- Short exercise a: Reproduce the portion of the blog post from "Vampire…Werewolf…Zombie or Ghost…" to "Antony Cardover, in Bonds)" verbatim.
***** Text
Vampire…Werewolf…Zombie or Ghost…

Which one is it, you love the most?

Of course, this doesn’t cover all of the ‘monsters’ that wander the realms of darkness; that test the veil between the living and the dead at that brief moment when day transcends to night, but we will come to them another time.

I felt that you deserved a break from the catacombs of my mind and thought I’d talk to you about the four antagonists dearest to my heart. In the coming weeks, we will delve more deeply into each of them, but first I feel an introduction is in order.

Vampire (My antagonist, Antony Cardover, in Bonds)

Do you see him as friend or foe; as lover or enemy; as good or evil; as trustworthy or corrupt; as erotic or repulsive?

I could go on, but you catch my drift. The vampire is hardly an ‘either/or’ character. He is neither black nor white, in my opinion, but more of the in between, for a vampire’s personality can change in an instant and a once loving embrace can become a fight for survival (see Chapter 59 of Bonds).

As you will have gleaned from previous blogs, dear reader, vampires are my favourite antagonist. The way I see them, though, isn’t ‘in the black’, but mainly as white, occasionally tinged with grey. In other words they reside in that alluring and mysterious in between; a place you want to go, but your rapidly increasing heart rate warns you against.
**********
***** Input
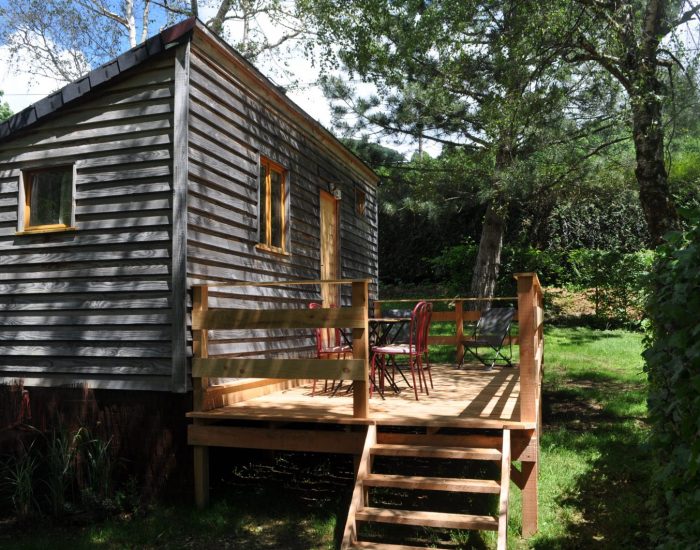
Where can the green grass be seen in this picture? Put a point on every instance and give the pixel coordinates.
(594, 475)
(595, 467)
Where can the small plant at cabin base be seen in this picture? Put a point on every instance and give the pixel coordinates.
(64, 471)
(99, 464)
(61, 452)
(18, 481)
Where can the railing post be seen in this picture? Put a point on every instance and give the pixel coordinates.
(360, 350)
(459, 329)
(528, 337)
(200, 340)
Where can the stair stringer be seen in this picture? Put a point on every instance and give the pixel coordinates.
(505, 492)
(358, 495)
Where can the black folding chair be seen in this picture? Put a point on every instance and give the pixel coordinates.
(491, 330)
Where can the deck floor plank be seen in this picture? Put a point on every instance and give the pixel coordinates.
(470, 397)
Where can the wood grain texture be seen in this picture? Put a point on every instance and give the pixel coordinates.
(330, 369)
(180, 378)
(232, 124)
(95, 305)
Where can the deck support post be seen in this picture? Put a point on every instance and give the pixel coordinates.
(529, 498)
(201, 476)
(200, 302)
(530, 337)
(459, 329)
(360, 350)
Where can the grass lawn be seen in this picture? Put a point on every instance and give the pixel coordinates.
(593, 479)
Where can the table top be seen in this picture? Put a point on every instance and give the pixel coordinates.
(389, 319)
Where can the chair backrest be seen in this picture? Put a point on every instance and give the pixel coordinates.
(420, 325)
(404, 334)
(326, 338)
(494, 324)
(424, 328)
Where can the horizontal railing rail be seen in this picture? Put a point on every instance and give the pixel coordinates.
(354, 317)
(459, 316)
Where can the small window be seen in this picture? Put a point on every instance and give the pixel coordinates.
(360, 202)
(48, 198)
(272, 221)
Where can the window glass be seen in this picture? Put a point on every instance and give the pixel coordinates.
(262, 205)
(272, 210)
(276, 193)
(49, 197)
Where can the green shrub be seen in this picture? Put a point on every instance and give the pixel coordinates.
(618, 280)
(673, 365)
(455, 265)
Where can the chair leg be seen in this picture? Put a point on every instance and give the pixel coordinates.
(421, 373)
(427, 367)
(413, 374)
(461, 360)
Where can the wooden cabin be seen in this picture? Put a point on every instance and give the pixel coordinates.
(165, 223)
(472, 415)
(175, 164)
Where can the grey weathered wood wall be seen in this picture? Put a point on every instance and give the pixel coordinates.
(166, 165)
(94, 305)
(232, 122)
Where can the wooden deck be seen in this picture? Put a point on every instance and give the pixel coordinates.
(466, 398)
(471, 414)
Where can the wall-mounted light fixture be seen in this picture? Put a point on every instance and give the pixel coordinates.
(334, 189)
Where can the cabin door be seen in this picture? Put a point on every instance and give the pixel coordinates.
(329, 249)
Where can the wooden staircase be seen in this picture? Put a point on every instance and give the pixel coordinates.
(492, 449)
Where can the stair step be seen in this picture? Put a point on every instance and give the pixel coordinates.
(380, 546)
(428, 451)
(433, 483)
(427, 519)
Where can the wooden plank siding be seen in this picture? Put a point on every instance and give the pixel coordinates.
(95, 305)
(232, 123)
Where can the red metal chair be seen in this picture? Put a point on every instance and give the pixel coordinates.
(415, 349)
(329, 346)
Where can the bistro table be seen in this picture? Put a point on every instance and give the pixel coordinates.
(386, 331)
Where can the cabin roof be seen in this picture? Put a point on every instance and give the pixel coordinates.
(80, 90)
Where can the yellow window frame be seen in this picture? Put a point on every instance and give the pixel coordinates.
(265, 236)
(27, 188)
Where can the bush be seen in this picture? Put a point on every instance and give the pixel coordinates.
(673, 365)
(455, 265)
(618, 280)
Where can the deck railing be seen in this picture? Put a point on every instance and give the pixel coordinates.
(459, 316)
(354, 317)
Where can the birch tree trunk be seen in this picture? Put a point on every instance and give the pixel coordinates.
(488, 259)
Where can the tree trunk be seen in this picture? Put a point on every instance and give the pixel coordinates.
(654, 193)
(647, 125)
(488, 259)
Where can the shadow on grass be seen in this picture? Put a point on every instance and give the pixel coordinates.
(610, 496)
**********
- Short exercise b: Report how many lines of the records contain the string "small", counting only matches with identical case, and respond with the number alone.

- Worked answer a:
Vampire…Werewolf…Zombie or Ghost…

Which one is it, you love the most?

Of course, this doesn’t cover all of the ‘monsters’ that wander the realms of darkness; that test the veil between the living and the dead at that brief moment when day transcends to night, but we will come to them another time.

I felt that you deserved a break from the catacombs of my mind and thought I’d talk to you about the four antagonists dearest to my heart. In the coming weeks, we will delve more deeply into each of them, but first I feel an introduction is in order.

Vampire (My antagonist, Antony Cardover, in Bonds)

- Worked answer b: 2